Si nous ne pouvons pas encore faire disparaître radicalement les douanes, tâchons du moins de les simplifier autant que possible. Je sais que des efforts ont été faits dans ce sens ; le nombre des articles qui figurent au tarif a été réduits ; mais, par un subterfuge, la simplification est, pour beaucoup d'articles, plus apparente que réelle. Au lieu d'énumérer spécialement tous les articles frappés de droits, on a compris sous des dénominations générales toute une série d'articles similaires. Si vous consultez le tarif, vous trouvez qu'il est réduit à environ 230 articles ; mais à la suite de ce tarif se trouve un répertoire, et quand on veut connaître de quel droit est frappé un produit étranger, c'est à cet appendice qu'il faut recourir, et alors seulement on découvre combien de produits qui paraissaient libres sont taxés de droits. Cela ne peut pas s'appeler de la simplification, c'est plutôt de la complication.

MfFOµ. - Cela existe aussi en Angleterre.

M. Couvreurµ. - Je vous demande pardon. Donnez-moi le tarif anglais et je vous en serai reconnaissant comme d'un des plus beaux cadeaux que vous puissiez faire au pays.

Si vous vouliez suivre le procédé qu'a suivi M. Gladstone, au lieu de demander l'impôt à une infinité de petits articles qui encombrent inutilement le tarif et surtout aux articles de première nécessité, tels que des denrées alimentaires, vous concentreriez toutes vos recettes sur un petit nombre de matières.

+ + + +

Travail demandé -
1: Selon le texte sur le tarif douanier, à combien d'articles environ le tarif a-t-il été réduit ?
2: Reproduisez tel quel le passage du texte sur le tarif douanier allant de « Si vous vouliez » jusqu'à « nombre de matières. » inclus.
3: Résumez le texte sur le tarif douanier en deux phrases.
Le matériel ci-dessous provient d'une autre source.

Matériel fourni -

+ + + +

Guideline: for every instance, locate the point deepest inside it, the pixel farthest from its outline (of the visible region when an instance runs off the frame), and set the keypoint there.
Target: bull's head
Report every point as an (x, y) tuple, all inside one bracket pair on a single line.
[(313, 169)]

+ + + +

Corrigé par consigne -
1: À environ 230 articles.

2:
Si vous vouliez suivre le procédé qu'a suivi M. Gladstone, au lieu de demander l'impôt à une infinité de petits articles qui encombrent inutilement le tarif et surtout aux articles de première nécessité, tels que des denrées alimentaires, vous concentreriez toutes vos recettes sur un petit nombre de matières.

3: Faute de pouvoir supprimer les douanes, le texte demande de les simplifier autant que possible et juge la réduction du tarif à environ 230 articles plus apparente que réelle, car un répertoire annexé révèle que beaucoup de produits qui paraissaient libres sont taxés. Il propose de suivre le procédé de M. Gladstone en concentrant les recettes sur un petit nombre de matières plutôt que sur une infinité de petits articles et sur les articles de première nécessité.